───── Raw data

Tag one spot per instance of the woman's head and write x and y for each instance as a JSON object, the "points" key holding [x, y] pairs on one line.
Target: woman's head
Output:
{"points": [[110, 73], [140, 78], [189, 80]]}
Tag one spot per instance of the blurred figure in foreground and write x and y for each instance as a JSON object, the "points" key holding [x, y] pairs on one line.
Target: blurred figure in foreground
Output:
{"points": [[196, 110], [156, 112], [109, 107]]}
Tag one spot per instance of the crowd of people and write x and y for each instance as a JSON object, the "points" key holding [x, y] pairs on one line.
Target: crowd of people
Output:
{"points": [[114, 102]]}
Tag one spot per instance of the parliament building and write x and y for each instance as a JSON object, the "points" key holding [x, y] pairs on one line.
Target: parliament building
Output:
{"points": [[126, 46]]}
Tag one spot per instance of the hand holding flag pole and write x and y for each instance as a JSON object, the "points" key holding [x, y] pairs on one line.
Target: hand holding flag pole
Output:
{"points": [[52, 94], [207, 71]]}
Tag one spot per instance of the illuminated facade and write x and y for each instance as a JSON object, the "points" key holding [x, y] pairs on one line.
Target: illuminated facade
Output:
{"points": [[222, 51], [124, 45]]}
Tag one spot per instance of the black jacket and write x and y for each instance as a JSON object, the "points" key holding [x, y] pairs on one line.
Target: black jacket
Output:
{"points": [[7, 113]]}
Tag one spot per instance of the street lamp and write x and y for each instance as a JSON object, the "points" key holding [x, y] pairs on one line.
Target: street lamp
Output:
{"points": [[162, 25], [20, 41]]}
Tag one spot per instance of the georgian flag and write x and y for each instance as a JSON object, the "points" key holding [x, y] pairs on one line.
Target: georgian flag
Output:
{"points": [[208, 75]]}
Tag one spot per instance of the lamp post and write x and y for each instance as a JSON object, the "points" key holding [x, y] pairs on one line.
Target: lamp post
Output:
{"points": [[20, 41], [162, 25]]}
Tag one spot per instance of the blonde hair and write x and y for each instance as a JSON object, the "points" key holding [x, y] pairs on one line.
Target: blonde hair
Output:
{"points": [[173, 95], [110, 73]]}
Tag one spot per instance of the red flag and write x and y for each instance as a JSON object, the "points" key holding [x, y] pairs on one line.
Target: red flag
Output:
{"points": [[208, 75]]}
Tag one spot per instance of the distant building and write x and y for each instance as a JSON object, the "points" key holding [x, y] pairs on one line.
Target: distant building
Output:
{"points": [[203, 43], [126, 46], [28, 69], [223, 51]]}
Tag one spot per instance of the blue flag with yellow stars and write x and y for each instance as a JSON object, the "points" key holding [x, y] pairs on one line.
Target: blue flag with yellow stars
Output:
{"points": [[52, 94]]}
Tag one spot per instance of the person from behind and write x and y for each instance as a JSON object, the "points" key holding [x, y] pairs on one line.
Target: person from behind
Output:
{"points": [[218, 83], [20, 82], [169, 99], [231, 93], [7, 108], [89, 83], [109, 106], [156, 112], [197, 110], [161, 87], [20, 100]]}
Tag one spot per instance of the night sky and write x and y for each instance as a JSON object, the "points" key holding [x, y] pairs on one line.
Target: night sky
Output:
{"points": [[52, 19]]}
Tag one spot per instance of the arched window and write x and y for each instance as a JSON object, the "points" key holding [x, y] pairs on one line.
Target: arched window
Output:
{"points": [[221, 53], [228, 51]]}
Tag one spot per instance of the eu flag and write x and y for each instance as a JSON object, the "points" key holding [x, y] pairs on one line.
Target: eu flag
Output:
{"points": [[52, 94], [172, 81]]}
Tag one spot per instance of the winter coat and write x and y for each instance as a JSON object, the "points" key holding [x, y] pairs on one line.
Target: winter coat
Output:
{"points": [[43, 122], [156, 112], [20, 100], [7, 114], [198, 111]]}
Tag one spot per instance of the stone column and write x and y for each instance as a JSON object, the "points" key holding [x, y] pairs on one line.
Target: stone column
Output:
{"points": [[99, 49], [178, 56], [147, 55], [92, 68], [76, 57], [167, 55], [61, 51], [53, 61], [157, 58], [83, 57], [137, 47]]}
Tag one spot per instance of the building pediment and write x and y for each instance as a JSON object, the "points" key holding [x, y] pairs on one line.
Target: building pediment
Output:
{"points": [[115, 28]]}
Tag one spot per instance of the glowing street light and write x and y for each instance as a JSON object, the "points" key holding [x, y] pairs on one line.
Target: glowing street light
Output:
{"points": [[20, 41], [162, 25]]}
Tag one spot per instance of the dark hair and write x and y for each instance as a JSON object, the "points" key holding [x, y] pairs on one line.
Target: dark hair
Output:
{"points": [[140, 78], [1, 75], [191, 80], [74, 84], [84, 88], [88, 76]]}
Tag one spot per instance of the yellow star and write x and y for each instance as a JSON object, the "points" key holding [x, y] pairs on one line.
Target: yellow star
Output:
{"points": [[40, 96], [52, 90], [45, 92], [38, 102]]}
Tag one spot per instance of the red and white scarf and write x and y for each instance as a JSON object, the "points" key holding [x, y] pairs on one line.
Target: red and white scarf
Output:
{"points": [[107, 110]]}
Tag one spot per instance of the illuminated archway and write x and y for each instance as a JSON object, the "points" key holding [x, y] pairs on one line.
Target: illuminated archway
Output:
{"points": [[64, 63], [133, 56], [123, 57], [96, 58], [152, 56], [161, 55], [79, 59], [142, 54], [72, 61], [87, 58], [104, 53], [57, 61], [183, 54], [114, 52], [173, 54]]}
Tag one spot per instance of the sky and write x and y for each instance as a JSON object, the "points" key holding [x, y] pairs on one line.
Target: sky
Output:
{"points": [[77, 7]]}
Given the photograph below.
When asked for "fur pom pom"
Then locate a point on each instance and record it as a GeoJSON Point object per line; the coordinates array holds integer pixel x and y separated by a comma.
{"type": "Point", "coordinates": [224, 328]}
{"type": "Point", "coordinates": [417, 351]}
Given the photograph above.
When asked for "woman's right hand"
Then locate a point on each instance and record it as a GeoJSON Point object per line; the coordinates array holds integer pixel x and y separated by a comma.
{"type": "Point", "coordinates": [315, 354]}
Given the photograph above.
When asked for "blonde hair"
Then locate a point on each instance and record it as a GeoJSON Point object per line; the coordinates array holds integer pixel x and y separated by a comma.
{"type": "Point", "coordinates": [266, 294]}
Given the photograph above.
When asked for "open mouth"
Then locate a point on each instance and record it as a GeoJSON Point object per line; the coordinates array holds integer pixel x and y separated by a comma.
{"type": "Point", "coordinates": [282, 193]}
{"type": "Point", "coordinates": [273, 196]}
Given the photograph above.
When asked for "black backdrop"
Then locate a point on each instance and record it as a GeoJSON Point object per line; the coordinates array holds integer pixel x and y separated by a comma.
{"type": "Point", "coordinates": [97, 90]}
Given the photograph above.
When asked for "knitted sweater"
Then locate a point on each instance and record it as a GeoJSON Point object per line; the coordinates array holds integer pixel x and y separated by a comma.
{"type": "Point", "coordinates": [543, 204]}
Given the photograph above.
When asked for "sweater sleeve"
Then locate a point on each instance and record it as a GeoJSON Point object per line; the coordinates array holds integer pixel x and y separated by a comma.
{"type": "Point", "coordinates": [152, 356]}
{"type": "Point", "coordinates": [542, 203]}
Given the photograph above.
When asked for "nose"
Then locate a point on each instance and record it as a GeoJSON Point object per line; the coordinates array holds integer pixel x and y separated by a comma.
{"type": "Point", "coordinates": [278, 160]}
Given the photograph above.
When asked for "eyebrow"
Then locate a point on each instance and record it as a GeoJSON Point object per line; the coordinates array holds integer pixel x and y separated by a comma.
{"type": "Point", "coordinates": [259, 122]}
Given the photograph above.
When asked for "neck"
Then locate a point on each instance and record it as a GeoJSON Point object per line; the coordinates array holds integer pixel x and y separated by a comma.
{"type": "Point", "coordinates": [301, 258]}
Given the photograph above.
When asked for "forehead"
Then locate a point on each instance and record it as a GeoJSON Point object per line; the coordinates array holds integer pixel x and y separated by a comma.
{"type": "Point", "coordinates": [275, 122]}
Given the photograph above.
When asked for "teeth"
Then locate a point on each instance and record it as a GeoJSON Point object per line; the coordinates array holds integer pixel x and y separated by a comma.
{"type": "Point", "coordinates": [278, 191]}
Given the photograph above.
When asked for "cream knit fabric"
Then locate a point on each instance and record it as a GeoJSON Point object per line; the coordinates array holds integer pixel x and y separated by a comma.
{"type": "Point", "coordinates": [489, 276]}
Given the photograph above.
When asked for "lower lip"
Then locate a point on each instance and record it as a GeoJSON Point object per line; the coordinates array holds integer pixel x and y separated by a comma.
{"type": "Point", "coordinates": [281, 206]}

──────────

** Task goal **
Will you return exactly the lines above from the one with "Target: stone column" down to the one with "Tag one spot per instance of the dark", counting both as part of the range?

** Response area **
Target: stone column
Output:
{"points": [[99, 49], [178, 56], [147, 55], [92, 68], [76, 57], [167, 55], [61, 51], [53, 61], [157, 58], [83, 57], [137, 47]]}
Tag one spot per instance of the building pediment and write x and y for each instance as a JSON object, the "points" key holding [x, y] pairs on one line.
Target: building pediment
Output:
{"points": [[115, 28]]}
Tag one spot per instance of the glowing street light and write x and y for each instance as a JSON object, the "points" key holding [x, y] pairs on one line.
Target: glowing street light
Output:
{"points": [[20, 41], [162, 25]]}
Tag one spot per instance of the dark hair and write x and y for each instance as a JSON object, the "points" key holding [x, y] pairs on one line.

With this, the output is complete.